Required work: Write out the material that follows as a numbered list, one line per entry, leaving out any blank lines.

────────

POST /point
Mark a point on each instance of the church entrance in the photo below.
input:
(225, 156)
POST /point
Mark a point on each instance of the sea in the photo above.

────────

Solution below:
1. POST /point
2. Mark a point on each instance of the church entrance in the photo below.
3. input:
4. (225, 156)
5. POST /point
6. Mark a point on each instance of the sea in the photo above.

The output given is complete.